### Vorliegender Text:
--------------------
Donnerstag, 18. Juni 2015

»Mut zum Kontrollverlust« - Wie DIE LINKE Facebook nutzt

Dies ist ein Gastbeitrag von Julia Marg und Mark Seibert. Julia Marg ist Social-Media-Managerin der Partei DIE LINKE und Mark Seibert ist Berater für Online-Kampagnen bei DIG/Plus, zuvor war er jahrelang für die Online-Kommunikation der Partei DIE LINKE zuständig. 

Logo DIE LINKE.
Was ist, wenn Nazis Beiträge kommentieren? Was ist, wenn wir von Facebook-Userinnen und -Usern kritisiert werden – kann das dann jeder lesen? Solche und andere Befürchtungen wurden in den Gremiensitzungen der LINKEN immer wieder laut. »Mut zum Kontrollverlust« war deswegen die Überschrift, mit der das Internet-Team der LINKEN im Wahljahr 2009 die Online-Aktivitäten der Partei zusammenfasste.

Quelle Pluragraph.de
Entwicklung Facebook-Fans DIE LINKE seit 2011
Das redaktionelle Konzept hinter der Facebook-Seite ist bis heute in seinen wesentlichen Eckpunkten unverändert und bildet die Grundlage dafür, dass DIE LINKE als erste der Bundestagsparteien mehr als 100.000 Fans bei Facebook erreichte.
--------------------
### Aufgabe a:
Beantworten Sie die folgenden Fragen zum Gastbeitrag über die Facebook-Nutzung der LINKEN:
(i) Welche Funktion hat Julia Marg in der Partei DIE LINKE?
(ii) In welchem Jahr fasste das Internet-Team der LINKEN die Online-Aktivitäten unter der Überschrift »Mut zum Kontrollverlust« zusammen?
(iii) Wie viele Fans erreichte DIE LINKE bei Facebook als erste der Bundestagsparteien?

Einträge zur Bildpunkt-Annotation
--------------------
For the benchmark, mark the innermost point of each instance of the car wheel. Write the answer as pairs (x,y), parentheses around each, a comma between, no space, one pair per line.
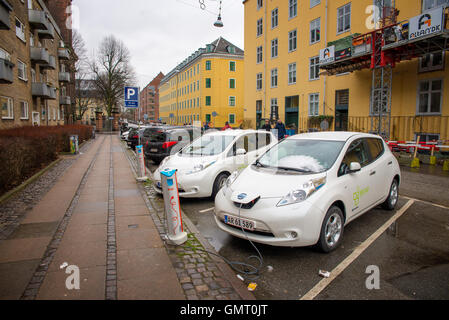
(393,196)
(331,230)
(219,183)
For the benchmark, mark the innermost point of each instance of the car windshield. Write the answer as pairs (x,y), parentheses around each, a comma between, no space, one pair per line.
(301,155)
(208,145)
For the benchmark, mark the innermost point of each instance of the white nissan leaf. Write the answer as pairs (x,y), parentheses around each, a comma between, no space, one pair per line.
(304,190)
(205,164)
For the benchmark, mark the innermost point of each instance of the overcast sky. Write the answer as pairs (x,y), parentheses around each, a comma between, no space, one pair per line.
(159,33)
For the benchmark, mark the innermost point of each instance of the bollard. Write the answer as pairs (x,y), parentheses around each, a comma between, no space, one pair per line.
(446,165)
(141,169)
(175,232)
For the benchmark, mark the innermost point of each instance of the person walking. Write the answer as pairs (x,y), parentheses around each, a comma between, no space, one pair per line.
(280,127)
(226,127)
(267,125)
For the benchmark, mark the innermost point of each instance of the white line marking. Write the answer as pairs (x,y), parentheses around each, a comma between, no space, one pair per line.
(320,286)
(426,202)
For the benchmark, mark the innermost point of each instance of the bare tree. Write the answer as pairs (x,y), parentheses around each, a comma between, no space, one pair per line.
(112,72)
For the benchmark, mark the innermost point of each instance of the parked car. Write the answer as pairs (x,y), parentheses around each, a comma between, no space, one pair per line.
(133,137)
(161,141)
(205,164)
(306,189)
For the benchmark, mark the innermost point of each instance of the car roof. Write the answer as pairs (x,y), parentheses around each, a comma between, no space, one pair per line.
(333,135)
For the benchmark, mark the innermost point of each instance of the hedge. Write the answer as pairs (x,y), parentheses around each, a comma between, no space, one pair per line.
(26,150)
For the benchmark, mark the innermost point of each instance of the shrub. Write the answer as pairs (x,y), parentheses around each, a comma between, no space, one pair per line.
(26,150)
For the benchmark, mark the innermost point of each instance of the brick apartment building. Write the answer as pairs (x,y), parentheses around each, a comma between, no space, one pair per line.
(149,101)
(36,76)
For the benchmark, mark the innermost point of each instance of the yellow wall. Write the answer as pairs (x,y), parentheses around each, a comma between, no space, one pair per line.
(405,77)
(219,92)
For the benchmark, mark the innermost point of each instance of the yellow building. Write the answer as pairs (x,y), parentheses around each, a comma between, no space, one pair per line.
(283,40)
(207,86)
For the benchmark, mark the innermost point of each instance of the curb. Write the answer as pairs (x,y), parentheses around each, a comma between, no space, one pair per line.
(33,178)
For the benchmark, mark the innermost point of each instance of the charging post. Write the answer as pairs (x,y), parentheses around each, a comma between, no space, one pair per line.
(175,232)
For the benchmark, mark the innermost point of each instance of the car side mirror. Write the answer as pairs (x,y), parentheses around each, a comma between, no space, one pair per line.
(241,152)
(354,167)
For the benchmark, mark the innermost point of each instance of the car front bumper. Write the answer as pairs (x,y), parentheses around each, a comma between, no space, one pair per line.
(295,225)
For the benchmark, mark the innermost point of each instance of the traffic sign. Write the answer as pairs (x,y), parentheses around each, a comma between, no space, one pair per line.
(131,97)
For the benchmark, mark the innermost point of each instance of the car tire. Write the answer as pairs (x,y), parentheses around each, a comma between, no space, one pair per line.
(331,230)
(393,196)
(218,183)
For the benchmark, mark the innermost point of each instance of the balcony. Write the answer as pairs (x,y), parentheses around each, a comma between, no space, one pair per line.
(37,19)
(63,54)
(66,101)
(6,71)
(51,63)
(49,33)
(64,77)
(39,55)
(42,90)
(5,9)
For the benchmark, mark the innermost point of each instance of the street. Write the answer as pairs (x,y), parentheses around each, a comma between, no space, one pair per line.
(412,255)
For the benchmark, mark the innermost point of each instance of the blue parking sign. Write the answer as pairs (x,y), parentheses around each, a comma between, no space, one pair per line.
(131,97)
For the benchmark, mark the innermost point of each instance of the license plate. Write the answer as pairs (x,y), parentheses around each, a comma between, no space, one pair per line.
(241,223)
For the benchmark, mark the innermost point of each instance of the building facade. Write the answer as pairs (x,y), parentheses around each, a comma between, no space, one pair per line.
(149,101)
(34,70)
(205,87)
(283,79)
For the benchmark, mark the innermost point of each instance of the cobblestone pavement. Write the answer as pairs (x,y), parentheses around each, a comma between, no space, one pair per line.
(198,272)
(15,208)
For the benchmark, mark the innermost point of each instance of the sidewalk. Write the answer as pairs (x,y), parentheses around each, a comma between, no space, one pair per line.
(98,219)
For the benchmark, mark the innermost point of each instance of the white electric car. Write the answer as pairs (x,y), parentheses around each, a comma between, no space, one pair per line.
(205,164)
(303,191)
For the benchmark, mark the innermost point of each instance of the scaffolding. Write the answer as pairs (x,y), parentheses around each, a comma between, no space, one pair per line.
(380,51)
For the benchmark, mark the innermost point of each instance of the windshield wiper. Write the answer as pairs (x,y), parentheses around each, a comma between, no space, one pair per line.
(295,169)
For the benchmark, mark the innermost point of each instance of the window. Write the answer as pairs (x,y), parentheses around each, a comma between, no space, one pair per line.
(274,48)
(292,36)
(259,54)
(344,18)
(314,102)
(431,62)
(356,153)
(292,73)
(430,96)
(7,108)
(314,3)
(23,110)
(274,78)
(430,4)
(314,72)
(292,8)
(274,18)
(315,31)
(259,81)
(232,66)
(20,30)
(259,27)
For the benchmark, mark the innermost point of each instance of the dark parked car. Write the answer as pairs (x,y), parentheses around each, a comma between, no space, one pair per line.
(160,142)
(133,137)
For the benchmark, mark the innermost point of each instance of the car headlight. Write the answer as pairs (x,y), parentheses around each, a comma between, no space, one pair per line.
(302,194)
(200,167)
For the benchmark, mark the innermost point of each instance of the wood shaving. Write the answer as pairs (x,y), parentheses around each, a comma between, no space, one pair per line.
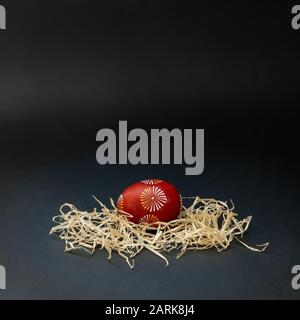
(205,224)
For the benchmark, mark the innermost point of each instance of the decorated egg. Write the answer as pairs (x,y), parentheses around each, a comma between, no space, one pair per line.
(149,201)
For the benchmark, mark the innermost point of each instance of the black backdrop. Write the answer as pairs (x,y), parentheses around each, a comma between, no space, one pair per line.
(70,68)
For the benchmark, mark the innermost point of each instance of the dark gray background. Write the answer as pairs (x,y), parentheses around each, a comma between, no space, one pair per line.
(70,68)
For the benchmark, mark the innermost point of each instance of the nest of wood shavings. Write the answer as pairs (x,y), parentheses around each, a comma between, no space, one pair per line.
(205,224)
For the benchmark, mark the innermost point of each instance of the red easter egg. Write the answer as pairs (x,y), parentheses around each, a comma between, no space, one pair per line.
(150,201)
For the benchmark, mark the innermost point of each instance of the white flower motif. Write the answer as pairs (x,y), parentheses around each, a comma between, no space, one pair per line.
(148,218)
(152,181)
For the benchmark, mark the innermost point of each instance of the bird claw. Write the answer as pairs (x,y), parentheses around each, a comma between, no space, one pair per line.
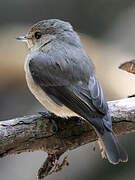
(52,118)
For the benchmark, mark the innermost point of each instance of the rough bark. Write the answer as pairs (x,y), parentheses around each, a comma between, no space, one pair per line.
(34,132)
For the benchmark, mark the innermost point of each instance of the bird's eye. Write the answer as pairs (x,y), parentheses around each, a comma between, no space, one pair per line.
(38,35)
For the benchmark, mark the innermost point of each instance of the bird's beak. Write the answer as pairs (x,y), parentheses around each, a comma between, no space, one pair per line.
(22,38)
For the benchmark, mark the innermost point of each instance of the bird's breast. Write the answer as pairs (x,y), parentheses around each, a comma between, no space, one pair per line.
(43,98)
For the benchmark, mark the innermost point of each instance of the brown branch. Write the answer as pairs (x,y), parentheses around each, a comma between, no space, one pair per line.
(34,132)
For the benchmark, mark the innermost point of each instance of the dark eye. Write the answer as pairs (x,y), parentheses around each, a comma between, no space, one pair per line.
(38,35)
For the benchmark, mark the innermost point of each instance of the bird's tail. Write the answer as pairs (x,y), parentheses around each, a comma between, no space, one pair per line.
(113,150)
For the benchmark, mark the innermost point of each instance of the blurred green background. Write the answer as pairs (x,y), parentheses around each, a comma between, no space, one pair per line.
(107,30)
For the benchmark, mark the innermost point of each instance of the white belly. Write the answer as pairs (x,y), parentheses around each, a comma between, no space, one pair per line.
(48,103)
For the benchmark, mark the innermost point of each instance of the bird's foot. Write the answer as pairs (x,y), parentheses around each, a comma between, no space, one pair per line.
(103,154)
(52,118)
(52,165)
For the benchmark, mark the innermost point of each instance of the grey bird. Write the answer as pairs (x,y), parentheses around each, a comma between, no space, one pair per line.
(62,77)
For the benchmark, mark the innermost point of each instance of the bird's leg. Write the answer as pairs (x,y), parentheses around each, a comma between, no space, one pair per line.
(103,154)
(52,118)
(51,165)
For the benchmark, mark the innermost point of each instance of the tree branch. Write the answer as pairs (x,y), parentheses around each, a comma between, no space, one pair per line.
(34,132)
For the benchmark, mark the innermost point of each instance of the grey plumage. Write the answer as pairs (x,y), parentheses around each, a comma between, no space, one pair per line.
(59,66)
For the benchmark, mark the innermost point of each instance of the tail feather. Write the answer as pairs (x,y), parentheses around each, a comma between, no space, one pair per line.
(114,152)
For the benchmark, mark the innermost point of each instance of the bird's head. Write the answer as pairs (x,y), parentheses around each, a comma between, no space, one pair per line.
(47,31)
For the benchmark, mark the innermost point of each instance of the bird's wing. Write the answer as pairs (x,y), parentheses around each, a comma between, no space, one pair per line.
(63,85)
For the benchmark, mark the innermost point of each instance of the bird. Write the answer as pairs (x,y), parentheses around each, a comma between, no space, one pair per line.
(62,77)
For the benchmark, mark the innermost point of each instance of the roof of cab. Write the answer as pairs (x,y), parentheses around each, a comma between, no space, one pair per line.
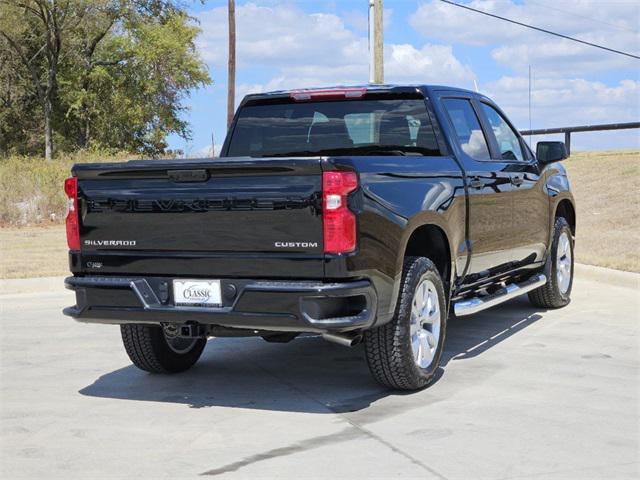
(369,87)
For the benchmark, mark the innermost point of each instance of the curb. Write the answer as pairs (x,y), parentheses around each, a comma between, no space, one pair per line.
(610,276)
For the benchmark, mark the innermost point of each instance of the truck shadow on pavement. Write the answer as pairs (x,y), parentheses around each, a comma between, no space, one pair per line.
(306,375)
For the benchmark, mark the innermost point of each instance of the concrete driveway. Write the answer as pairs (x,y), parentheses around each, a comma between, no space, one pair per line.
(523,393)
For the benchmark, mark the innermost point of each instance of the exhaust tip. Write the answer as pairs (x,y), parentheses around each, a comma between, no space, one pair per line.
(344,339)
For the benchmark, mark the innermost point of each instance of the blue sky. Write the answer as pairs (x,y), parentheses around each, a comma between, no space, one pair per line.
(293,44)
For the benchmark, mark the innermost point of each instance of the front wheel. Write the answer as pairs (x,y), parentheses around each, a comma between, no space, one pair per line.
(405,353)
(150,349)
(556,292)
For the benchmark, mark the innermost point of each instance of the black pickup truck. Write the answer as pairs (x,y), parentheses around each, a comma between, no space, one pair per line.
(366,213)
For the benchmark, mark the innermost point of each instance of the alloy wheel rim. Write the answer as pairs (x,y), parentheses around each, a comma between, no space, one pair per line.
(425,323)
(563,262)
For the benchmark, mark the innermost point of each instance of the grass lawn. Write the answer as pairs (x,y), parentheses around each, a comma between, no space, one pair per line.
(606,186)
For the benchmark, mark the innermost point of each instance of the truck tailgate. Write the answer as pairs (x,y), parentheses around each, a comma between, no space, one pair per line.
(236,206)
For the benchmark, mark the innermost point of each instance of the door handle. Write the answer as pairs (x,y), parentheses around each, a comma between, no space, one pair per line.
(476,183)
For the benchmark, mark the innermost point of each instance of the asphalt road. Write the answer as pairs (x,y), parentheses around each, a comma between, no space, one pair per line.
(523,394)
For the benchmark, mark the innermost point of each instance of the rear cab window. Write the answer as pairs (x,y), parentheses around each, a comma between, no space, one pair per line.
(362,126)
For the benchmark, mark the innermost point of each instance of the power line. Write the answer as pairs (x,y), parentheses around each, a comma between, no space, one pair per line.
(601,22)
(542,30)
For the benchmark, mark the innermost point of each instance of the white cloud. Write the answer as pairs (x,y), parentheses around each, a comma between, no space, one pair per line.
(316,49)
(612,24)
(560,103)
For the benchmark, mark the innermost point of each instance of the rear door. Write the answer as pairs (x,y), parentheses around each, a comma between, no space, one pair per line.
(530,231)
(489,188)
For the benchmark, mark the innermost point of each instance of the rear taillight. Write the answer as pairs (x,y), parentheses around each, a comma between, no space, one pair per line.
(339,223)
(72,220)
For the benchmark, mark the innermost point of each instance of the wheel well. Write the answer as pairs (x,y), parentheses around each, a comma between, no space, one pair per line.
(430,241)
(565,209)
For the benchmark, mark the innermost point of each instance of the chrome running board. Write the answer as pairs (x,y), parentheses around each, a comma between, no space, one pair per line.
--------------------
### Aufgabe b:
Schreiben Sie den Abschnitt der Zeilen nach dem Gastbeitrag, der mit der Zeile beginnt, die „the rear taillight.“ enthält, und bis zum Ende dieser Zeilen reicht, als nummerierte Liste um. Leerzeilen lassen Sie dabei weg.

### Schriftliche Antwort a:
(i) Julia Marg ist Social-Media-Managerin der Partei DIE LINKE.
(ii) Das geschah im Wahljahr 2009.
(iii) DIE LINKE erreichte als erste der Bundestagsparteien mehr als 100.000 Fans bei Facebook.

### Schriftliche Antwort b:
1. For the benchmark, mark the innermost point of each instance of the rear taillight. Write the answer as pairs (x,y), parentheses around each, a comma between, no space, one pair per line.
2. (339,223)
3. (72,220)
4. For the benchmark, mark the innermost point of each instance of the wheel well. Write the answer as pairs (x,y), parentheses around each, a comma between, no space, one pair per line.
5. (430,241)
6. (565,209)
7. For the benchmark, mark the innermost point of each instance of the chrome running board. Write the answer as pairs (x,y), parentheses around each, a comma between, no space, one pair per line.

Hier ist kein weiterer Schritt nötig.